> [Directive] Copy out the material word for word, from its first line down through the line containing "xmin=0 ymin=0 xmax=183 ymax=400", with both of those lines included and nothing after them.
Start of Data
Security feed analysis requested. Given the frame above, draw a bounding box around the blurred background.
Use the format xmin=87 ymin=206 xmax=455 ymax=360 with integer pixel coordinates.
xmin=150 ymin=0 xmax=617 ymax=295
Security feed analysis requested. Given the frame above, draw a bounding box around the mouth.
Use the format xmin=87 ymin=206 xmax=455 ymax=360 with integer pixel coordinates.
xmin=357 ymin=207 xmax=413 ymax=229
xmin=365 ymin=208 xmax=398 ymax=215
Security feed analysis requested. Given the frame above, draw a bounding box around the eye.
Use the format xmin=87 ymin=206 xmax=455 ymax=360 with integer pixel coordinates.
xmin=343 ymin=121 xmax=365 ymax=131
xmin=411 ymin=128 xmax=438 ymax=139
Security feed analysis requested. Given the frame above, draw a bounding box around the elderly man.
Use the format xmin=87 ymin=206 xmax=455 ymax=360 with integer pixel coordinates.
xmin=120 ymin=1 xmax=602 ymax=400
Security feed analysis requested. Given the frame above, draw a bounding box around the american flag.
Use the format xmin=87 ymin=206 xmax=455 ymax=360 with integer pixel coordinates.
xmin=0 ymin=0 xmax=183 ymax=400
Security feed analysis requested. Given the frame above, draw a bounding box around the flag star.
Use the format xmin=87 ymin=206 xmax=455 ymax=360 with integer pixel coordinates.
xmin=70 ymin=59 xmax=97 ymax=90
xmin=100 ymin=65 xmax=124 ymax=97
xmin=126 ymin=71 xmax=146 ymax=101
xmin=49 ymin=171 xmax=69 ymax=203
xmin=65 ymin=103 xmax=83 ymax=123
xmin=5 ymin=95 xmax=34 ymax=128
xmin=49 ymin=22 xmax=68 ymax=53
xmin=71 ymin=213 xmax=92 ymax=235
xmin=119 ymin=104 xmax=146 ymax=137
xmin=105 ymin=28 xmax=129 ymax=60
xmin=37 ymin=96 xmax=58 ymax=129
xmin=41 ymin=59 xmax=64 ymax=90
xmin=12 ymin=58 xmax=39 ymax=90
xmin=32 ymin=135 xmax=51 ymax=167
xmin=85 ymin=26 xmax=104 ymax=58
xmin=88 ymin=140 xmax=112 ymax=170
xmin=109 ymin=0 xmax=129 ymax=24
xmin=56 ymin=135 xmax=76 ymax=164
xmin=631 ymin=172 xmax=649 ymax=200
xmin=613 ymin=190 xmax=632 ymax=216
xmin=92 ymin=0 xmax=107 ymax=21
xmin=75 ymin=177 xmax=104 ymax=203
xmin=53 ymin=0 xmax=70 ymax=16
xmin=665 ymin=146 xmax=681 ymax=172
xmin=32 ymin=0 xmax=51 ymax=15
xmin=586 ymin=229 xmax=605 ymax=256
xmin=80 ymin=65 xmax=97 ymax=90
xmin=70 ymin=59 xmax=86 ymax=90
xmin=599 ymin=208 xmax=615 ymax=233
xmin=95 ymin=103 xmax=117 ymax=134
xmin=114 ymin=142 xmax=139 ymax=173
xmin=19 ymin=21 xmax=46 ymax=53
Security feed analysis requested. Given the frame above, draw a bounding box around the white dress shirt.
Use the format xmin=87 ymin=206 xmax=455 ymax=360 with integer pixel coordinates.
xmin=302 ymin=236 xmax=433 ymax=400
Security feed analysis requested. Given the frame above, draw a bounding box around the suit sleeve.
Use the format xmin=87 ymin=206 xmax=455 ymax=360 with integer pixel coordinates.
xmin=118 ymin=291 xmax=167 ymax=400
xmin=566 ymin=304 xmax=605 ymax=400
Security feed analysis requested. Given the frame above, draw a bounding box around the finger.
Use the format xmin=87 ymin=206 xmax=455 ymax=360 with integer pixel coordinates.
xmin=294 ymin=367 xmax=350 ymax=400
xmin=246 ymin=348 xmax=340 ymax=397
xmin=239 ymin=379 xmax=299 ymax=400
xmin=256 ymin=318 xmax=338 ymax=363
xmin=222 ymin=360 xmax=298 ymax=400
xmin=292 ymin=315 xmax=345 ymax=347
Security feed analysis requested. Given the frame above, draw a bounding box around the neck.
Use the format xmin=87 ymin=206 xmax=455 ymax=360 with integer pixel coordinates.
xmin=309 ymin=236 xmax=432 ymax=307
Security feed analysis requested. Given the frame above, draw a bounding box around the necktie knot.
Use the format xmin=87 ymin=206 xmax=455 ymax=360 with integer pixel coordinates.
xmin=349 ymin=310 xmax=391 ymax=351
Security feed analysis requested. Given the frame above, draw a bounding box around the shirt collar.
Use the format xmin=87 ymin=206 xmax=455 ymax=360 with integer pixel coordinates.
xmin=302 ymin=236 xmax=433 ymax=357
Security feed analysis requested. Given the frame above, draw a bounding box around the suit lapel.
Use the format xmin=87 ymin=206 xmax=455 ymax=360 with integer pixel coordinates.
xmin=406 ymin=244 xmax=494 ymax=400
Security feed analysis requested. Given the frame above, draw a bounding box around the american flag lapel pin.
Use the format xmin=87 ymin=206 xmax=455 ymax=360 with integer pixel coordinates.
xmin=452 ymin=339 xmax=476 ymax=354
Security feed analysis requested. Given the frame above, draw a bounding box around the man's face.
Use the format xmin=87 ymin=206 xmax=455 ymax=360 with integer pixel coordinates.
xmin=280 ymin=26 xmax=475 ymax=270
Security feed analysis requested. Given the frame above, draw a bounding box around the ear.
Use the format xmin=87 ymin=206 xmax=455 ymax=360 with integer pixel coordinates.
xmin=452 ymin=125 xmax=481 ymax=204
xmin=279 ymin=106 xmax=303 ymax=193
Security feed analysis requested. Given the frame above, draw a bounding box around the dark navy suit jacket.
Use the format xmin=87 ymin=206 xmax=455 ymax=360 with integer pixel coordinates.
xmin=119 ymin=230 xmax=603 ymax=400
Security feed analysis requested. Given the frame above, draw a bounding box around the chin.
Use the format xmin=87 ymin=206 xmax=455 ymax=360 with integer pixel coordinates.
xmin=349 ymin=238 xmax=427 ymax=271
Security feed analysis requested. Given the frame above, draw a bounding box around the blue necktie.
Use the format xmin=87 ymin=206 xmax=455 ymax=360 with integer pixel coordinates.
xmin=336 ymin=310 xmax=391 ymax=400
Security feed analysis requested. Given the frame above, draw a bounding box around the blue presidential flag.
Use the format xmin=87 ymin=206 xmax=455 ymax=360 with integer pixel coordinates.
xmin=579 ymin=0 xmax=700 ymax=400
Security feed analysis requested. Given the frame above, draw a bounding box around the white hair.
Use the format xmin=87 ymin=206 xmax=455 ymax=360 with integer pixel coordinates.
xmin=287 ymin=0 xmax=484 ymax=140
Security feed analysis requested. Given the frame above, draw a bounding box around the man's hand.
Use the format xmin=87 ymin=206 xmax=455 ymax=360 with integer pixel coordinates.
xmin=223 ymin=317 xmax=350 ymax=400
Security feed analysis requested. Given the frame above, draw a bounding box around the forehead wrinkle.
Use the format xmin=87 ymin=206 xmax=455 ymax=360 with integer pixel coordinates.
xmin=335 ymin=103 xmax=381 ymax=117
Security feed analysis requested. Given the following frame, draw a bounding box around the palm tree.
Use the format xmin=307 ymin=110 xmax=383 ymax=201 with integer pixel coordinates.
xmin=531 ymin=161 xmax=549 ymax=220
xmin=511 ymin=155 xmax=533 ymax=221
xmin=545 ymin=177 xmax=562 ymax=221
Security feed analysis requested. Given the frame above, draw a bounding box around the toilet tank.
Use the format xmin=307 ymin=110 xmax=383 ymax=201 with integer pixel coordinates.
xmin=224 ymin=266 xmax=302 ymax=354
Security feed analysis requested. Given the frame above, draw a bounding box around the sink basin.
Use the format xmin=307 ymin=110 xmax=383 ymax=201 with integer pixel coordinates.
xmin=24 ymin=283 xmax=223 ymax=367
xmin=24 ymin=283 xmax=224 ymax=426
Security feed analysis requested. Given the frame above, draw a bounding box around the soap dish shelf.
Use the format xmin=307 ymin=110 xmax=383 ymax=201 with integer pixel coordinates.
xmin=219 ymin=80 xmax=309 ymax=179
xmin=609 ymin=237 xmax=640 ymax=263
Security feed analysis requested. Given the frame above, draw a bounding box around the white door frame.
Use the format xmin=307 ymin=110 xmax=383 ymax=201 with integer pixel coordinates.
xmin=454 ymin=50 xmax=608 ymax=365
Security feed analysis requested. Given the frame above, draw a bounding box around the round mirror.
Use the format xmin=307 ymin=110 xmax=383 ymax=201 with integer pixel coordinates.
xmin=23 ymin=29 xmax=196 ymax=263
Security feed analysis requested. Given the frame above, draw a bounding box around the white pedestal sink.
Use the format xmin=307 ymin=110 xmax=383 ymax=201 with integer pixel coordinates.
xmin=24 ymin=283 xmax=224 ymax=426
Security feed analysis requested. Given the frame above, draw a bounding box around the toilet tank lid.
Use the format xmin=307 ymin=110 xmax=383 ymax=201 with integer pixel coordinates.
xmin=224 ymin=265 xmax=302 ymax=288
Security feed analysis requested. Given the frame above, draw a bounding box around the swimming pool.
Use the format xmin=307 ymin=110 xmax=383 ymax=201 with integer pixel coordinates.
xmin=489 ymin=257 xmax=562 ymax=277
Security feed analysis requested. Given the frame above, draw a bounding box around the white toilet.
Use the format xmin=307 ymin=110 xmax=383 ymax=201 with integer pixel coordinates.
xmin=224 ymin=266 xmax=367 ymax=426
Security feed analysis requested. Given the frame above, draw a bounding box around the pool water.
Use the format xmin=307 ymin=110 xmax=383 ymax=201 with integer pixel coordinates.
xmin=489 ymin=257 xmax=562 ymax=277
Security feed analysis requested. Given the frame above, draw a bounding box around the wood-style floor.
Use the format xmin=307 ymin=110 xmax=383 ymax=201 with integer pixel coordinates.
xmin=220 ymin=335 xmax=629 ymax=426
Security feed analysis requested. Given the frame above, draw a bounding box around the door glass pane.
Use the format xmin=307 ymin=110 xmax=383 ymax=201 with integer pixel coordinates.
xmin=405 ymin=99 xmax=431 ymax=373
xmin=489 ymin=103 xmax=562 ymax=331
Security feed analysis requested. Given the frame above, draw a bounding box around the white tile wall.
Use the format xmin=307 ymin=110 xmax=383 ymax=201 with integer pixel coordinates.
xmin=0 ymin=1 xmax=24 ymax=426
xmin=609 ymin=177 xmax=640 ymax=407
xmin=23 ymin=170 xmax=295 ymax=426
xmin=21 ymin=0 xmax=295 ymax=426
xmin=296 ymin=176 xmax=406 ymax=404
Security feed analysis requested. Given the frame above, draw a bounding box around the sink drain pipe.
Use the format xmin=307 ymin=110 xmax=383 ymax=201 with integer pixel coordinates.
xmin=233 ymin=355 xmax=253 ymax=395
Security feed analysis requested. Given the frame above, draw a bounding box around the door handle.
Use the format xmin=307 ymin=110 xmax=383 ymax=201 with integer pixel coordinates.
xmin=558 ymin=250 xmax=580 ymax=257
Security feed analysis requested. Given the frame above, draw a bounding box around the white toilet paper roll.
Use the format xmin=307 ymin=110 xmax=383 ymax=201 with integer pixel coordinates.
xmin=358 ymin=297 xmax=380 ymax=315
End of Data
> [Written answer]
Security feed analysis requested. Given the frame above, draw a bounding box around the blurred background.
Use the format xmin=87 ymin=206 xmax=455 ymax=360 with integer pixel coordinates.
xmin=150 ymin=0 xmax=617 ymax=295
Security feed analysis requested. Given the frame above, draw a bounding box around the mouth.
Use the format xmin=87 ymin=206 xmax=455 ymax=360 with integer pixel coordinates.
xmin=357 ymin=207 xmax=413 ymax=229
xmin=365 ymin=208 xmax=398 ymax=215
Security feed analysis requested. Given the frame above, draw a bounding box around the eye.
Use the format xmin=87 ymin=206 xmax=455 ymax=360 with integer pixel coordinates.
xmin=343 ymin=121 xmax=365 ymax=131
xmin=411 ymin=128 xmax=438 ymax=139
Security feed analysis requested. Given the frame above, draw a bounding box around the elderly man.
Use the format xmin=87 ymin=206 xmax=455 ymax=360 with integer pixel coordinates.
xmin=120 ymin=1 xmax=602 ymax=400
Security feed analysis requested. Given the frame above, draw a bounding box around the american flag.
Use the format xmin=87 ymin=206 xmax=455 ymax=360 with integer pixel coordinates.
xmin=0 ymin=0 xmax=183 ymax=400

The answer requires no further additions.